Filtering by Tag: booknotes

Ruby Ridge Roadblock

Added on by C. Maoxian.

Jon Ronson on Booknotes:

“… it [was] at that roadblock that the militia movement really began in the United States. This became the touchstone. Timothy McVeigh visited Randy Weaver's cabin a couple of years later. And -- because the government had become just what the conspiracy theorists have always said the government was, out of control, determined to destroy the lives of simple people who wanted to live free. The government had fitted into that stereotype. They became the monsters that the extremists always said that they were.”

Perhaps That Was A Mistake

Added on by C. Maoxian.

I love the typically British understatement:

MacDONALD: I was very surprised to hear General Westmoreland tell me that he had not studied the Indochina War, because he ...

LAMB: He never did?

MacDONALD: Apparently not. And I liked him; I admired him. You know, I don't want to say anything just hurtful to him, but it did surprise me that he had not studied this, because after all, he was fighting the same people and the same general, and they had fought the French for nine years. So I asked him, actually, if they had studied it at Ft. Leavenworth or at the war college and they hadn't. And so I think perhaps that was a mistake.

Sumner Welles and the BBC

Added on by C. Maoxian.

Dataset excerpts:
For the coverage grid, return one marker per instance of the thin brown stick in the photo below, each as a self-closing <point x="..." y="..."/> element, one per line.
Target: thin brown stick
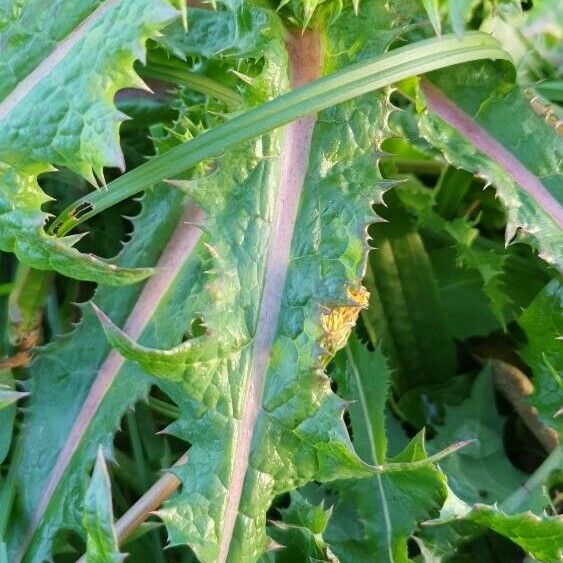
<point x="148" y="503"/>
<point x="516" y="387"/>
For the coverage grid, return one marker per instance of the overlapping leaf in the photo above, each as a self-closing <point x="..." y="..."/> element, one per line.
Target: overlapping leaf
<point x="282" y="296"/>
<point x="520" y="157"/>
<point x="62" y="63"/>
<point x="542" y="537"/>
<point x="542" y="322"/>
<point x="373" y="518"/>
<point x="481" y="472"/>
<point x="101" y="542"/>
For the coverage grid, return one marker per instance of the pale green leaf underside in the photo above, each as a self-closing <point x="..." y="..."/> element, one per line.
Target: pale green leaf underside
<point x="481" y="471"/>
<point x="62" y="63"/>
<point x="101" y="539"/>
<point x="348" y="83"/>
<point x="257" y="407"/>
<point x="542" y="537"/>
<point x="520" y="157"/>
<point x="542" y="322"/>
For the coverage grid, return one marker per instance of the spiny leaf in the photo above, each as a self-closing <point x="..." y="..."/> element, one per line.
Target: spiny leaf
<point x="481" y="471"/>
<point x="406" y="314"/>
<point x="385" y="508"/>
<point x="56" y="109"/>
<point x="300" y="533"/>
<point x="541" y="537"/>
<point x="286" y="224"/>
<point x="474" y="130"/>
<point x="77" y="367"/>
<point x="101" y="539"/>
<point x="348" y="83"/>
<point x="542" y="322"/>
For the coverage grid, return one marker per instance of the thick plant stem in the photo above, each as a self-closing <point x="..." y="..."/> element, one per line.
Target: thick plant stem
<point x="182" y="242"/>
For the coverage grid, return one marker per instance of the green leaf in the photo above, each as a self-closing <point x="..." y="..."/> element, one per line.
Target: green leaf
<point x="287" y="246"/>
<point x="301" y="532"/>
<point x="101" y="539"/>
<point x="78" y="369"/>
<point x="406" y="314"/>
<point x="348" y="83"/>
<point x="542" y="322"/>
<point x="432" y="8"/>
<point x="481" y="471"/>
<point x="373" y="518"/>
<point x="56" y="110"/>
<point x="468" y="117"/>
<point x="541" y="537"/>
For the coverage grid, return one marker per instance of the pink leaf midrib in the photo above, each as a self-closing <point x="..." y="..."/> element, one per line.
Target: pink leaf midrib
<point x="447" y="110"/>
<point x="304" y="52"/>
<point x="182" y="242"/>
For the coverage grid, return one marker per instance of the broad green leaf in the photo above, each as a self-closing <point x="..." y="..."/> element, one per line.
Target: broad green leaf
<point x="373" y="518"/>
<point x="286" y="230"/>
<point x="542" y="322"/>
<point x="62" y="63"/>
<point x="101" y="539"/>
<point x="348" y="83"/>
<point x="480" y="472"/>
<point x="429" y="207"/>
<point x="79" y="393"/>
<point x="432" y="8"/>
<point x="468" y="116"/>
<point x="541" y="537"/>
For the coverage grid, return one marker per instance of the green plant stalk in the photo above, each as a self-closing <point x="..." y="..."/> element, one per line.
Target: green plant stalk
<point x="357" y="79"/>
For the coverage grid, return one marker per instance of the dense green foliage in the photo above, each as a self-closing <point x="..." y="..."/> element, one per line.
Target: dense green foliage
<point x="317" y="261"/>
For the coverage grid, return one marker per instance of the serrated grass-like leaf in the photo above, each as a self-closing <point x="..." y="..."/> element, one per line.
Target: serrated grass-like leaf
<point x="80" y="391"/>
<point x="541" y="537"/>
<point x="520" y="157"/>
<point x="353" y="81"/>
<point x="542" y="322"/>
<point x="58" y="76"/>
<point x="481" y="470"/>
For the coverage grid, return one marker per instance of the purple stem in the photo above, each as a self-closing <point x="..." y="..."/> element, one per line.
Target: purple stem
<point x="179" y="247"/>
<point x="452" y="114"/>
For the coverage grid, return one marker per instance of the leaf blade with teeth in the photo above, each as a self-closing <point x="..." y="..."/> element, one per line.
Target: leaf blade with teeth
<point x="56" y="109"/>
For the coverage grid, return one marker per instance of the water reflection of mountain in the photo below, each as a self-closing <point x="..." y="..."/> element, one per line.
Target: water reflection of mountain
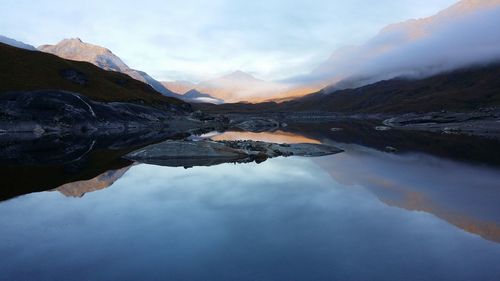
<point x="458" y="147"/>
<point x="463" y="195"/>
<point x="34" y="165"/>
<point x="80" y="188"/>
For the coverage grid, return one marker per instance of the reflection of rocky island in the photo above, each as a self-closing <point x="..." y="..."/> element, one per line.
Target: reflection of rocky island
<point x="209" y="153"/>
<point x="80" y="188"/>
<point x="277" y="137"/>
<point x="468" y="199"/>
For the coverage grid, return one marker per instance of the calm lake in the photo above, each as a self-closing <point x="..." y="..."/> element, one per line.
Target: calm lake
<point x="430" y="211"/>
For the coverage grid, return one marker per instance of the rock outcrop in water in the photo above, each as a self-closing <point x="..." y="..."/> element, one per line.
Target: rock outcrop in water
<point x="209" y="153"/>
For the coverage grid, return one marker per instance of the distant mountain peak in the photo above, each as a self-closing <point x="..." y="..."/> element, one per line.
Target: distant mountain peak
<point x="76" y="49"/>
<point x="239" y="75"/>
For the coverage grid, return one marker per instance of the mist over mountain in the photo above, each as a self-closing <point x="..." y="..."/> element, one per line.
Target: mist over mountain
<point x="234" y="87"/>
<point x="15" y="43"/>
<point x="76" y="49"/>
<point x="463" y="35"/>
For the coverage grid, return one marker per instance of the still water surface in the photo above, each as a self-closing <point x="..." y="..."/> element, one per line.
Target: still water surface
<point x="360" y="215"/>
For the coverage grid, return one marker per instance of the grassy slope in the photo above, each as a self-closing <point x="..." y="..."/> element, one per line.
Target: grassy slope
<point x="28" y="70"/>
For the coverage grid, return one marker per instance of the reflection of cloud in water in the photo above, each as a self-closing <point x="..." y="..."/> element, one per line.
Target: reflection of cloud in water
<point x="275" y="137"/>
<point x="465" y="196"/>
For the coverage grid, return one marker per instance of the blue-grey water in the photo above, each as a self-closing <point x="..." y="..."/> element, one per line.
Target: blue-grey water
<point x="363" y="214"/>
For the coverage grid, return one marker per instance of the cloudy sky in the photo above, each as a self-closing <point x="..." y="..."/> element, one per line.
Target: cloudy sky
<point x="195" y="39"/>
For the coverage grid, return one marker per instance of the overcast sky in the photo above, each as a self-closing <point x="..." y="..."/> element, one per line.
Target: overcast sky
<point x="195" y="40"/>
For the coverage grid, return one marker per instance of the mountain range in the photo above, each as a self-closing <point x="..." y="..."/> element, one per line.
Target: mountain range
<point x="462" y="35"/>
<point x="400" y="58"/>
<point x="233" y="87"/>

● TASK OBJECTIVE
Pick up the booknotes blog page where it stops and keep writing from there.

● OUTPUT OF THE EXERCISE
From Joseph Persico’s interview on Booknotes:

“… what you're referring to is the fact that Sumner Welles, who was the undersecretary of State in the Roosevelt administration and who was an important figure, he was Roosevelt's man. The secretary of state was Cordell Hull, and Roosevelt pretty much circumvented him and--and worked through Sumner Welles, who was an old family friend. Welles had made some sexual advances on trains, part of his--his business trips, to black porters on these trains, who reported him. This was concealed for a long time. It was two or three years before it finally erupted. Roosevelt is under tremendous pressure from people who fear that having a man with homosexual tendencies in such a sensitive position at State--we have to remember we're not talking about the current world; we're talking about the attitudes of the--of the 1940s. He's looked upon as a--as a--a security threat, and Roosevelt very unhappily eventually dismisses Sumner Welles.“

The Inquiring Mind of Brian Lamb (V)

Added on by C. Maoxian.

In his interview with Stuart Rochester on the experience of American prisoners of war in Southeast Asia (mainly Vietnam):

LAMB: Here's another line in the book and it just--I was taking these out of context. `I couldn't quite put my finger on it, but the atmosphere was changing for the worse. By November, for starters, food rations at the Zoo were cut drastically and kitchen staff were no longer washing off the human fertilizer the Vietnamese used for their crops.' A lot of reference to human feces being in--in rice, you know, all over these cells. How much--explain the human fertilizer business.